Data items

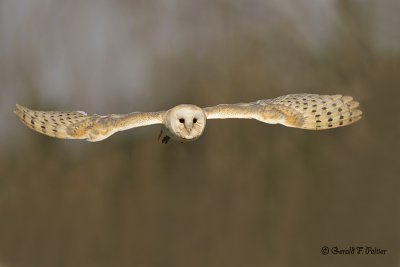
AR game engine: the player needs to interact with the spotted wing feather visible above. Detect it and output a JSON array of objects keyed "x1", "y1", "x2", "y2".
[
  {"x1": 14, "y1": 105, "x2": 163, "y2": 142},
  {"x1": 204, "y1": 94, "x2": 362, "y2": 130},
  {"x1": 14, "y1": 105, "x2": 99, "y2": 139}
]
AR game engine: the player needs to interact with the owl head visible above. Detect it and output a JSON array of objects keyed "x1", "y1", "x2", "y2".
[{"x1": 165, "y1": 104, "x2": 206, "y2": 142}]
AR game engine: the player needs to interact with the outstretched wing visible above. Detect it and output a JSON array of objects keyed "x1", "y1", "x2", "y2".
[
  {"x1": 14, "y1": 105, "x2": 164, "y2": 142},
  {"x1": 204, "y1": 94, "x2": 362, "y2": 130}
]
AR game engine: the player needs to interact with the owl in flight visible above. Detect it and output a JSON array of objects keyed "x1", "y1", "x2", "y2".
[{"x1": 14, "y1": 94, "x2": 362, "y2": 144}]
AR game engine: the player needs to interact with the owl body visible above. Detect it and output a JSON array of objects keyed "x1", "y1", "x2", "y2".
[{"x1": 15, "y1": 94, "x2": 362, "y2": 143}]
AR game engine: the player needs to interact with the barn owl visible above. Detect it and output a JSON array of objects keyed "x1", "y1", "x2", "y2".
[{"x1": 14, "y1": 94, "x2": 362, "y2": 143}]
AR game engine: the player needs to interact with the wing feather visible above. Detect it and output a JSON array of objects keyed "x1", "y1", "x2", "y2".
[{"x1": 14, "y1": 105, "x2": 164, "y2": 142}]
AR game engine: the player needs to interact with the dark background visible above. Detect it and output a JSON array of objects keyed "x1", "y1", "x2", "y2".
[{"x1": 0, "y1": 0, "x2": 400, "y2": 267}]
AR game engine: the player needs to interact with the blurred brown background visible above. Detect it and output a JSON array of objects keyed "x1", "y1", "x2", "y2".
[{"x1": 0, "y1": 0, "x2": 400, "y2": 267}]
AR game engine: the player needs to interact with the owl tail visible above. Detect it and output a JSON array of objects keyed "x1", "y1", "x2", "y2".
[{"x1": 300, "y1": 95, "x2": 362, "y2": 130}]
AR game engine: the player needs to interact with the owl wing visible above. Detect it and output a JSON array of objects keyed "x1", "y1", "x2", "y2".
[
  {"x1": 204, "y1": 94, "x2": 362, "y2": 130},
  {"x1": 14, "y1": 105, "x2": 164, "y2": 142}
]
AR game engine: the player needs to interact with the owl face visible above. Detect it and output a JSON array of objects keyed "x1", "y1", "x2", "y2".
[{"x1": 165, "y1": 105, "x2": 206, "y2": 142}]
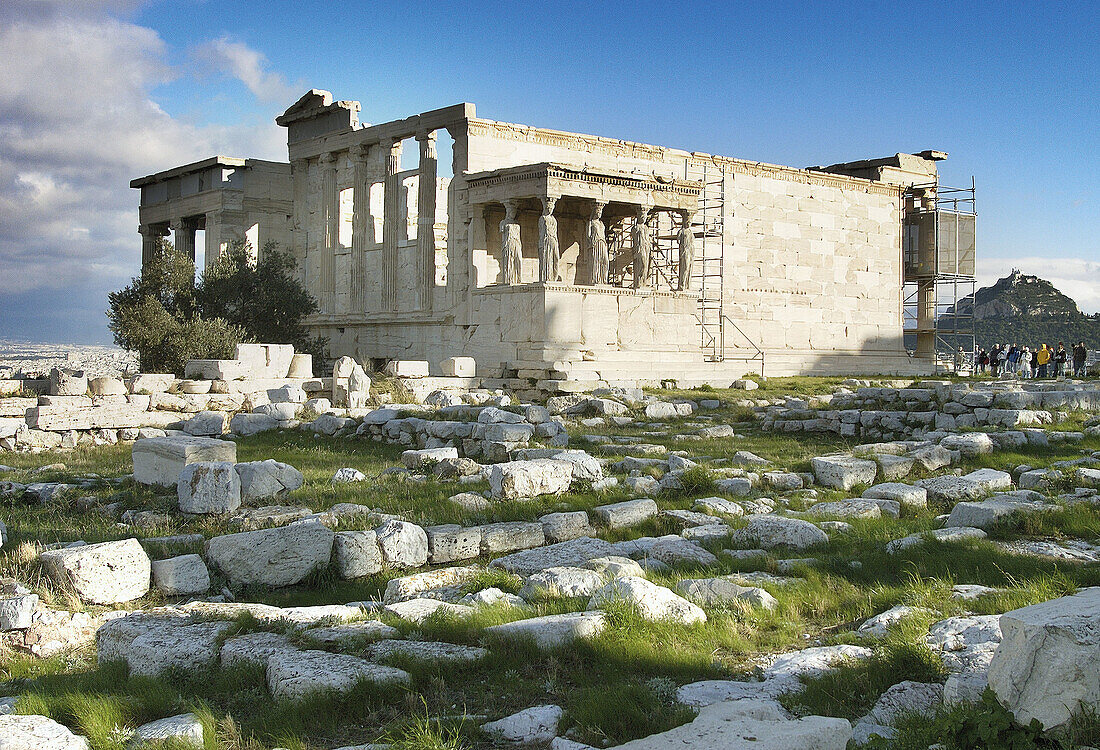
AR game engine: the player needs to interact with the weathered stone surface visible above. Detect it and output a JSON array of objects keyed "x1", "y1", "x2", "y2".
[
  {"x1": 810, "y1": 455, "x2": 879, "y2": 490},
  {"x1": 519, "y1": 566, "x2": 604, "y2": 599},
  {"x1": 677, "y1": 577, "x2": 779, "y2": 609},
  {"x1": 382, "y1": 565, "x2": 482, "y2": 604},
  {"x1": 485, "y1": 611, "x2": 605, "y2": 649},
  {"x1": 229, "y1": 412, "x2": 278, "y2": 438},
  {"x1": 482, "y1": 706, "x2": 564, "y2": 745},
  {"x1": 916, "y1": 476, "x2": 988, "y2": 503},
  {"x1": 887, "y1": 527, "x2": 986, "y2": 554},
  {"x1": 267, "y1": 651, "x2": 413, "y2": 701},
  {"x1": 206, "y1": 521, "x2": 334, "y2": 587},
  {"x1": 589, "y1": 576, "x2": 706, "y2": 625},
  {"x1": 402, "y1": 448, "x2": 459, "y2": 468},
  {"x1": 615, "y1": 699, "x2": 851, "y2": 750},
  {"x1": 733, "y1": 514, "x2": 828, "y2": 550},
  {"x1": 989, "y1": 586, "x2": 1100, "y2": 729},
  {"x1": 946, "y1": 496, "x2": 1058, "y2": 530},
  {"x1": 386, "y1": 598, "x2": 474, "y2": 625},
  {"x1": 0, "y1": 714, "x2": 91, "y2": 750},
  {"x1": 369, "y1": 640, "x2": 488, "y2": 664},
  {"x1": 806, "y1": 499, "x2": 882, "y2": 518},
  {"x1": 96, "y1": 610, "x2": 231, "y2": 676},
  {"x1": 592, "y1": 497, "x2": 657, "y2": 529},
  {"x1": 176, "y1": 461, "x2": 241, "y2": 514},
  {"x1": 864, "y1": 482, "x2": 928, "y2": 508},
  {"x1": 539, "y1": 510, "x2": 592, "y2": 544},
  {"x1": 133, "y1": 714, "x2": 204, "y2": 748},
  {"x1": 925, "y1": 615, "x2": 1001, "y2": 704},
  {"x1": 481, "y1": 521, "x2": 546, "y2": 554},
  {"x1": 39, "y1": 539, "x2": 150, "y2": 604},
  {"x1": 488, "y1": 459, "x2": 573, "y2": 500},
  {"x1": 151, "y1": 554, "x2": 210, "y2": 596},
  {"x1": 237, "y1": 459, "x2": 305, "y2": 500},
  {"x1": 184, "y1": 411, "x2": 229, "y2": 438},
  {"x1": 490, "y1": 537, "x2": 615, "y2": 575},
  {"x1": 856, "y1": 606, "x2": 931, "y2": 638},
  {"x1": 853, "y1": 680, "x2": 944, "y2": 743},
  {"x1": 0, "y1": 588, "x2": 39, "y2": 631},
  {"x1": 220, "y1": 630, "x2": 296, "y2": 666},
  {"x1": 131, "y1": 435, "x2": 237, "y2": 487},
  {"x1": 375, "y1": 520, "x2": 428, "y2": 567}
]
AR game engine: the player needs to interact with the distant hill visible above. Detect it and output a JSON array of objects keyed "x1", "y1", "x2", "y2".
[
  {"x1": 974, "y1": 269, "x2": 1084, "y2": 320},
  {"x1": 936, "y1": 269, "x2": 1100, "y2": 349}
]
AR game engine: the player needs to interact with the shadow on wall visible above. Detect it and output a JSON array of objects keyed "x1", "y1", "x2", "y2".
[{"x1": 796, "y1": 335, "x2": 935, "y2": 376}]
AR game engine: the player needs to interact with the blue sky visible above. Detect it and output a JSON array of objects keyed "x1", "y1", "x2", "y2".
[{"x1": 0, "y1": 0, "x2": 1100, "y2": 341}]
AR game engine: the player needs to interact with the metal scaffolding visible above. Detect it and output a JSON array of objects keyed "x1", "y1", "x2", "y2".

**Directive**
Can you arrange every line of the material above as a Markdown table with the columns "No" for the row number and "Line" for the line itself? Leave out blank lines and the pictures.

**Output of the task**
| No | Line |
|---|---|
| 1 | AR game engine: the player needs to interact with the spotted wing feather visible above. Detect it and output a JSON array of objects keyed "x1", "y1", "x2", "y2". |
| 2 | [ |
| 3 |   {"x1": 14, "y1": 105, "x2": 163, "y2": 142}, |
| 4 |   {"x1": 204, "y1": 94, "x2": 362, "y2": 130}, |
| 5 |   {"x1": 14, "y1": 105, "x2": 99, "y2": 139} |
| 6 | ] |
| 7 | AR game engine: the player needs to interact with the owl head visible above. Detect it and output a JSON array of objects keyed "x1", "y1", "x2", "y2". |
| 8 | [{"x1": 165, "y1": 104, "x2": 206, "y2": 142}] |
| 9 | AR game engine: the player needs to interact with the outstretched wing visible above. Detect it and output a JSON array of objects keyed "x1", "y1", "x2", "y2". |
| 10 | [ |
| 11 |   {"x1": 14, "y1": 105, "x2": 164, "y2": 142}, |
| 12 |   {"x1": 204, "y1": 94, "x2": 362, "y2": 130} |
| 13 | ] |
| 14 | AR game engine: the player needs to interact with the owl in flight visible above. Detect it and output a JSON array of objects keyed "x1", "y1", "x2", "y2". |
| 15 | [{"x1": 14, "y1": 94, "x2": 362, "y2": 144}] |
| 16 | AR game engine: the player needs to interact with the owl body visible above. Detect it and output a JSON array of objects keyed "x1", "y1", "x2", "y2". |
| 17 | [{"x1": 15, "y1": 94, "x2": 362, "y2": 143}] |
| 18 | AR game engine: the player needs to interact with the barn owl visible above. Detect it and output a JSON array of objects keyed "x1", "y1", "x2", "y2". |
| 19 | [{"x1": 14, "y1": 94, "x2": 362, "y2": 143}] |
| 20 | AR game engine: the player needs to interact with the wing feather visible above. Detect it and output a JSON array of objects keyed "x1", "y1", "x2", "y2". |
| 21 | [{"x1": 14, "y1": 105, "x2": 164, "y2": 142}] |
| 22 | AR game engine: the player needs to interact with the dark background visible above. Detect it and output a JSON array of objects keyed "x1", "y1", "x2", "y2". |
| 23 | [{"x1": 0, "y1": 0, "x2": 400, "y2": 267}] |
| 24 | AR game engine: the player needs to interact with the blurred brown background visible above. Detect it and output a JSON array of objects keyed "x1", "y1", "x2", "y2". |
| 25 | [{"x1": 0, "y1": 0, "x2": 400, "y2": 267}] |
| 26 | AR game engine: the player needs to interact with the owl tail visible above. Detect it and output a JSON array of objects keyed "x1", "y1", "x2", "y2". |
| 27 | [{"x1": 300, "y1": 95, "x2": 362, "y2": 130}] |
| 28 | AR game engine: the player needs to interact with the owl wing visible above. Detect it and output a JSON array of objects keyed "x1", "y1", "x2", "y2". |
| 29 | [ |
| 30 |   {"x1": 204, "y1": 94, "x2": 362, "y2": 130}, |
| 31 |   {"x1": 14, "y1": 105, "x2": 164, "y2": 142} |
| 32 | ] |
| 33 | AR game engine: the player needs to interact with the owl face visible above. Detect it and output a JSON array of objects keyed "x1", "y1", "x2", "y2". |
| 34 | [{"x1": 165, "y1": 105, "x2": 206, "y2": 142}] |
| 35 | AR game engine: the player needs to interact with the weathered stone surface visible above. Detect it and output a JSON array of objects keyed "x1", "y1", "x2", "y2". |
| 36 | [ |
| 37 |   {"x1": 810, "y1": 455, "x2": 879, "y2": 490}, |
| 38 |   {"x1": 519, "y1": 566, "x2": 604, "y2": 599}, |
| 39 |   {"x1": 677, "y1": 577, "x2": 779, "y2": 609}, |
| 40 |   {"x1": 382, "y1": 565, "x2": 482, "y2": 604}, |
| 41 |   {"x1": 485, "y1": 611, "x2": 605, "y2": 649}, |
| 42 |   {"x1": 229, "y1": 412, "x2": 278, "y2": 438}, |
| 43 |   {"x1": 482, "y1": 706, "x2": 564, "y2": 745}, |
| 44 |   {"x1": 916, "y1": 476, "x2": 988, "y2": 503}, |
| 45 |   {"x1": 887, "y1": 527, "x2": 986, "y2": 554}, |
| 46 |   {"x1": 267, "y1": 651, "x2": 413, "y2": 701}, |
| 47 |   {"x1": 206, "y1": 521, "x2": 334, "y2": 587}, |
| 48 |   {"x1": 589, "y1": 576, "x2": 706, "y2": 625}, |
| 49 |   {"x1": 402, "y1": 448, "x2": 459, "y2": 468}, |
| 50 |   {"x1": 615, "y1": 699, "x2": 851, "y2": 750}, |
| 51 |   {"x1": 733, "y1": 514, "x2": 828, "y2": 550}, |
| 52 |   {"x1": 989, "y1": 586, "x2": 1100, "y2": 729}, |
| 53 |   {"x1": 946, "y1": 496, "x2": 1058, "y2": 530}, |
| 54 |   {"x1": 386, "y1": 598, "x2": 474, "y2": 625}, |
| 55 |   {"x1": 0, "y1": 714, "x2": 91, "y2": 750}, |
| 56 |   {"x1": 369, "y1": 640, "x2": 488, "y2": 664}, |
| 57 |   {"x1": 806, "y1": 499, "x2": 882, "y2": 518}, |
| 58 |   {"x1": 96, "y1": 610, "x2": 231, "y2": 676}, |
| 59 |   {"x1": 592, "y1": 497, "x2": 657, "y2": 529}, |
| 60 |   {"x1": 176, "y1": 461, "x2": 241, "y2": 514}, |
| 61 |   {"x1": 864, "y1": 482, "x2": 928, "y2": 508}, |
| 62 |   {"x1": 539, "y1": 510, "x2": 592, "y2": 544}, |
| 63 |   {"x1": 133, "y1": 714, "x2": 204, "y2": 748}, |
| 64 |   {"x1": 925, "y1": 615, "x2": 1001, "y2": 704}, |
| 65 |   {"x1": 481, "y1": 521, "x2": 546, "y2": 554}, |
| 66 |   {"x1": 39, "y1": 539, "x2": 150, "y2": 604}, |
| 67 |   {"x1": 488, "y1": 459, "x2": 573, "y2": 500}, |
| 68 |   {"x1": 151, "y1": 554, "x2": 210, "y2": 596}, |
| 69 |   {"x1": 237, "y1": 459, "x2": 305, "y2": 500}, |
| 70 |   {"x1": 184, "y1": 411, "x2": 229, "y2": 438}, |
| 71 |   {"x1": 490, "y1": 537, "x2": 615, "y2": 575}, |
| 72 |   {"x1": 856, "y1": 606, "x2": 931, "y2": 638}, |
| 73 |   {"x1": 853, "y1": 680, "x2": 944, "y2": 743}, |
| 74 |   {"x1": 0, "y1": 588, "x2": 39, "y2": 631}, |
| 75 |   {"x1": 220, "y1": 630, "x2": 296, "y2": 666}, |
| 76 |   {"x1": 131, "y1": 435, "x2": 237, "y2": 487}, |
| 77 |   {"x1": 375, "y1": 520, "x2": 428, "y2": 567} |
| 78 | ] |
| 79 | AR game engine: the player needs to interact with the distant hill visible above. Detect it and output a JSON array of objects keyed "x1", "y1", "x2", "y2". |
| 80 | [ |
| 81 |   {"x1": 974, "y1": 269, "x2": 1084, "y2": 320}, |
| 82 |   {"x1": 936, "y1": 269, "x2": 1100, "y2": 349} |
| 83 | ] |
| 84 | AR game engine: the player needs to interact with the shadow on wall visible above. Detect it and output a JSON array of objects keyed "x1", "y1", "x2", "y2". |
| 85 | [{"x1": 796, "y1": 335, "x2": 935, "y2": 376}] |
| 86 | AR game engine: the player needs to interact with the blue sky visible above. Detect it and output a JSON array of objects keyed "x1", "y1", "x2", "y2". |
| 87 | [{"x1": 0, "y1": 0, "x2": 1100, "y2": 341}] |
| 88 | AR game engine: the player needs to interact with the metal scaffolding visible above. Detect it and output a JSON array of objects keyed "x1", "y1", "x2", "y2". |